▶ [WORK REQUIRED]:
Retype the passage of the coconut rice recipe starting with "Microwave the rice" and going on through "salt and serve.", keeping every word and mark unchanged.

▶ [DOCUMENT EXTRACT]:
* * * * *
This is one of the best rice dishes I think I’ve ever had. The flavours from the coconut, chilli and curry leaves in this recipe are wonderful, and it works really well served with a fish curry.






Skill level

Average: 3.3 (35 votes)


  • 50 g freshly grated coconut or shredded coconut
  • 1 red onion, finely chopped
  • 1 long green chilli, thinly sliced on an angle
  • 10 curry leaves
  • ¼ tsp black mustard seeds
  • 500 g steamed Basmati rice
  • 1 handful coriander
  • 1½ tbsp olive oil

Cook's notes

Oven temperatures are for conventional; if using fan-forced (convection), reduce the temperature by 20˚C. | We use Australian tablespoons and cups: 1 teaspoon equals 5 ml; 1 tablespoon equals 20 ml; 1 cup equals 250 ml. | All herbs are fresh (unless specified) and cups are lightly packed. | All vegetables are medium size and peeled, unless specified. | All eggs are 55-60 g, unless specified.


Using a non-stick pan, dry-fry the coconut until golden brown. Mix in the red onion and add the chilli, curry leaves and mustard seeds, and cook for about 2 minutes.

Microwave the rice for 1 minute and add to the mix incorporating all the ingredients, finish with the coriander and the olive oil, season with some fresh sea salt and serve.
* * * * *
▶ [MATERIAL SHOWN]:
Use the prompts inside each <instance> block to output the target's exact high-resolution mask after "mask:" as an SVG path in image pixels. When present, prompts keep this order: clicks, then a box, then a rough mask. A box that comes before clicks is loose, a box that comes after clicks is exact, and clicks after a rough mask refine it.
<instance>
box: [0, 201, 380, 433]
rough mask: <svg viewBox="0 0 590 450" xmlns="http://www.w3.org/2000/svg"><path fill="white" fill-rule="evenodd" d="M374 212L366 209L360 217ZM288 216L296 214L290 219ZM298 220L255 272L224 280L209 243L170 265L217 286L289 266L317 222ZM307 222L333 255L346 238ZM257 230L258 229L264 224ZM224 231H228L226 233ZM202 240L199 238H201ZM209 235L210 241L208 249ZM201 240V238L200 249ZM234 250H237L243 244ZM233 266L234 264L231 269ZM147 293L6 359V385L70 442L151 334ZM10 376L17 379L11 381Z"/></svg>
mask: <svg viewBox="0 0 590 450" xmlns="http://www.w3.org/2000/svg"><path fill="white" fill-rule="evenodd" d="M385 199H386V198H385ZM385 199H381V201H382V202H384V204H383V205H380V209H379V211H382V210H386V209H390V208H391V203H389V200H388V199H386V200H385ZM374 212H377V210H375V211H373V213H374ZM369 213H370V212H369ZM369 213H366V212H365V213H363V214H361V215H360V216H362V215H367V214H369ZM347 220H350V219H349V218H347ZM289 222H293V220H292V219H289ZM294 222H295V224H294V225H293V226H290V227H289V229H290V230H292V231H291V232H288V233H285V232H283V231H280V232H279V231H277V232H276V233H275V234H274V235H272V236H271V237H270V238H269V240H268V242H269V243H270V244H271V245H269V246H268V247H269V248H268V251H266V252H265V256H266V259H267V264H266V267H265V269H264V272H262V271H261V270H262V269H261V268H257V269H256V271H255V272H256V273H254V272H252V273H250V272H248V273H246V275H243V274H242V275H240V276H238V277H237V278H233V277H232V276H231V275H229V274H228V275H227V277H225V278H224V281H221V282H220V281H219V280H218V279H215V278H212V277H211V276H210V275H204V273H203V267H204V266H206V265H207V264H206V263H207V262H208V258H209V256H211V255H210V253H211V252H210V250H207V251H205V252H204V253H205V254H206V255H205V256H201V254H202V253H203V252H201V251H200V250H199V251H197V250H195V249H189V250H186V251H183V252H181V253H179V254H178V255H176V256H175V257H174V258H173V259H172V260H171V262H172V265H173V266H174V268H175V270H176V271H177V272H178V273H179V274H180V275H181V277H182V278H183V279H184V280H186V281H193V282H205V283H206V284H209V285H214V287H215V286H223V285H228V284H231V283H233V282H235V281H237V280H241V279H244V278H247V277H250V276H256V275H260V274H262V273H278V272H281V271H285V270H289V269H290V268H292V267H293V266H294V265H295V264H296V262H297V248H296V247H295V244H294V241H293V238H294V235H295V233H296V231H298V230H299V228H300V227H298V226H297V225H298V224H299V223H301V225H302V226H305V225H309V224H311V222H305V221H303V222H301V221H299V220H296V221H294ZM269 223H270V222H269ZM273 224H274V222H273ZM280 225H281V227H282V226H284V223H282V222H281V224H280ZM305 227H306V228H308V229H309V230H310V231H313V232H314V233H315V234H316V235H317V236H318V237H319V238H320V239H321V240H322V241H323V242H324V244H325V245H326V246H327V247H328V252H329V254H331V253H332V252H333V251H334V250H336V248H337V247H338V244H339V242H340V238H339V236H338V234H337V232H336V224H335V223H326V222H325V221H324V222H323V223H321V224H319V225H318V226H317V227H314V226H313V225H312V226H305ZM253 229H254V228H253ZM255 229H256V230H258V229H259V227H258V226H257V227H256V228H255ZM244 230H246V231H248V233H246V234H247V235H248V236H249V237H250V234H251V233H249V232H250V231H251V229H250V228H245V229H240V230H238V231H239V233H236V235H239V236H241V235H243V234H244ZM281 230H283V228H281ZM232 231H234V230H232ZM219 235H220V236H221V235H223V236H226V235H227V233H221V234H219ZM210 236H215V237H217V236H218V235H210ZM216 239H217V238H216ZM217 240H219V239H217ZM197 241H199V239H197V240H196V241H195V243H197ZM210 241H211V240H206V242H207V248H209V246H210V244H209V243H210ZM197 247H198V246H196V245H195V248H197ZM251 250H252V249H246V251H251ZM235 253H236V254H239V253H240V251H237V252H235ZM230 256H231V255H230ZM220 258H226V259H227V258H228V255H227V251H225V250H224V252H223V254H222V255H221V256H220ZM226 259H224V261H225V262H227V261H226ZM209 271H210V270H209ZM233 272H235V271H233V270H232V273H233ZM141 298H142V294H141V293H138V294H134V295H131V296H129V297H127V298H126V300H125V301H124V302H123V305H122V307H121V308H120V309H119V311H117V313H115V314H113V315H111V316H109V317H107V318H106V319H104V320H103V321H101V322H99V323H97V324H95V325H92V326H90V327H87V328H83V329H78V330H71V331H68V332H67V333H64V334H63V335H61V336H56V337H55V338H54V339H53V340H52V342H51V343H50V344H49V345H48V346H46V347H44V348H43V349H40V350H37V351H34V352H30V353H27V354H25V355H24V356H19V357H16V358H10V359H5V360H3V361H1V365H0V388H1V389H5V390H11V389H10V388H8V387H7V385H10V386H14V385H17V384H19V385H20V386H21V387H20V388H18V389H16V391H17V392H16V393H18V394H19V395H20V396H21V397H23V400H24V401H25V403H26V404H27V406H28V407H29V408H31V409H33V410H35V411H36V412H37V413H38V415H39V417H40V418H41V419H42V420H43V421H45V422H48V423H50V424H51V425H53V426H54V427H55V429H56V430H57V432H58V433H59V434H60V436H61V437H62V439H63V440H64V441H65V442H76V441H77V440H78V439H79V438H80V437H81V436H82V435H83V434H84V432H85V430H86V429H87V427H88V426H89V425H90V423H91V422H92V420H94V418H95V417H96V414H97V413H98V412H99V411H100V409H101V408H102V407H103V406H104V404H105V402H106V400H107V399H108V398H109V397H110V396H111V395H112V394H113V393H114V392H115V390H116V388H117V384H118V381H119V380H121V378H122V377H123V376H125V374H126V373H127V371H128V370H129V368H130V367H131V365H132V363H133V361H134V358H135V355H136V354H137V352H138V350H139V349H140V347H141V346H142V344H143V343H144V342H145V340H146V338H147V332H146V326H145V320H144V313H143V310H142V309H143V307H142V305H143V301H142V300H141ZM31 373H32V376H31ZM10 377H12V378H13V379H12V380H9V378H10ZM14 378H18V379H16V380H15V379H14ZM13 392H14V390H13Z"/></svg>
* * * * *
▶ [WRITTEN RESPONSE]:
Microwave the rice for 1 minute and add to the mix incorporating all the ingredients, finish with the coriander and the olive oil, season with some fresh sea salt and serve.